→ Texto mostrado
|---|
El siguiente texto está sacado de Internet y está atribuido a Fabricio Carpinejar. He realizado algunas modificaciones para incluir tanto al padre como la madre.

 ·           Hay un momento de ruptura en la historia vital de las familias, aquel en el que las edades se acumulan y se superponen y el orden natural ya no tiene sentido: cuando el hijo o hija se convierte en el padre o madre de sus padres.

 

Es cuando uno de ellos se hace mayor y comienza a trotar como si estuviera dentro de la niebla. Lento, impreciso. Es cuando aquellos que te tomaron con fuerza de la mano cuando eras pequeño ya no quieren estar solos. Es cuando aquellos que una vez fueron firmes e insuperables se debilitan y toman aliento por dos veces antes de levantarse de su lugar. Es cuando aquellos que en otro tiempo habían mandado y ordenado hoy sólo suspiran, sólo gimen y buscan dónde está la puerta y la ventana –todo corredor ahora está lejos–. Es cuando aquellos que antes estaban siempre dispuestos y trabajadores ahora fracasan en ponerse su propia ropa y no recuerdan sus medicamentos.

 

 

·           Y nosotros, como hijos, no haremos otra cosa sino que aceptar que somos responsables de esa vida. Aquella vida que nos engendró depende de nuestra vida para morir en paz. Todo hijo es el padre de la muerte de su padres. Tal vez la vejez del padre y de la madre es curiosamente el último embarazo. Nuestra última enseñanza. Una oportunidad para devolver los cuidados y el amor que nos han dado por décadas.

 

Y así como adaptamos nuestra casa para cuidar de nuestros bebés, bloqueando tomas de luz y poniendo corralitos, ahora vamos a cambiar la distribución de los muebles para nuestros padres. La primera transformación ocurre en el cuarto de baño. Seremos los padres de nuestros padres los que ahora pondremos una barra en la regadera. La barra es emblemática; es simbólica. La barra supone inaugurar el “destemplamiento de las aguas”, porque la ducha, simple y refrescante, ahora es una tempestad para los viejos pies de nuestros protectores. No podemos dejarlos ningún momento.

 

La casa de quien cuida de sus padres tendrá abrazaderas por las paredes. Y nuestros brazos se extenderán en forma de barandillas. Envejecer es caminar sosteniéndose de los objetos; envejecer es incluso subir escaleras sin escalones. Seremos extraños en nuestra propia casa. Observaremos cada detalle con miedo y desconocimiento, con duda y preocupación. Seremos arquitectos, diseñadores e ingenieros frustrados. ¿Cómo no previmos que nuestros padres se enfermarían y necesitarían de nosotros? Nos lamentaremos de los sofás, las estatuas y la escalera de caracol. Lamentaremos todos los obstáculos y la alfombra.
|---|
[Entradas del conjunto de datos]
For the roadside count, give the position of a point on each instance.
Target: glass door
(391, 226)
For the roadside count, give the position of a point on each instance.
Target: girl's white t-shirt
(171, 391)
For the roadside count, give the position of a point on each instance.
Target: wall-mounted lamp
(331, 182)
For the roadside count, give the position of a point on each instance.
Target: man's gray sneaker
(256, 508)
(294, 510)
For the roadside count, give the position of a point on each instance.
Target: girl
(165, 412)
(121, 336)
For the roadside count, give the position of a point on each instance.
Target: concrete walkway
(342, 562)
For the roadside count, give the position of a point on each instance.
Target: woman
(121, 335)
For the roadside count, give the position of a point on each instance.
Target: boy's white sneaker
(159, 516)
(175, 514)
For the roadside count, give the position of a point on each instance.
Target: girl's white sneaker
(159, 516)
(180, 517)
|---|
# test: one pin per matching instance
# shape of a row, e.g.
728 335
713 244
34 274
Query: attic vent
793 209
|---|
→ Consigna 1
Reproduce el fragmento del texto sobre los padres que envejecen, empezando por "La casa de quien" y siguiendo hasta "y la alfombra.".
→ Consigna 2
Según el texto sobre los padres que envejecen, ¿en qué parte de la casa ocurre la primera transformación?
Las entradas son un material aparte, independiente del texto.

→ Respuesta del ejercicio 1
La casa de quien cuida de sus padres tendrá abrazaderas por las paredes. Y nuestros brazos se extenderán en forma de barandillas. Envejecer es caminar sosteniéndose de los objetos; envejecer es incluso subir escaleras sin escalones. Seremos extraños en nuestra propia casa. Observaremos cada detalle con miedo y desconocimiento, con duda y preocupación. Seremos arquitectos, diseñadores e ingenieros frustrados. ¿Cómo no previmos que nuestros padres se enfermarían y necesitarían de nosotros? Nos lamentaremos de los sofás, las estatuas y la escalera de caracol. Lamentaremos todos los obstáculos y la alfombra.

→ Respuesta del ejercicio 2
En el cuarto de baño.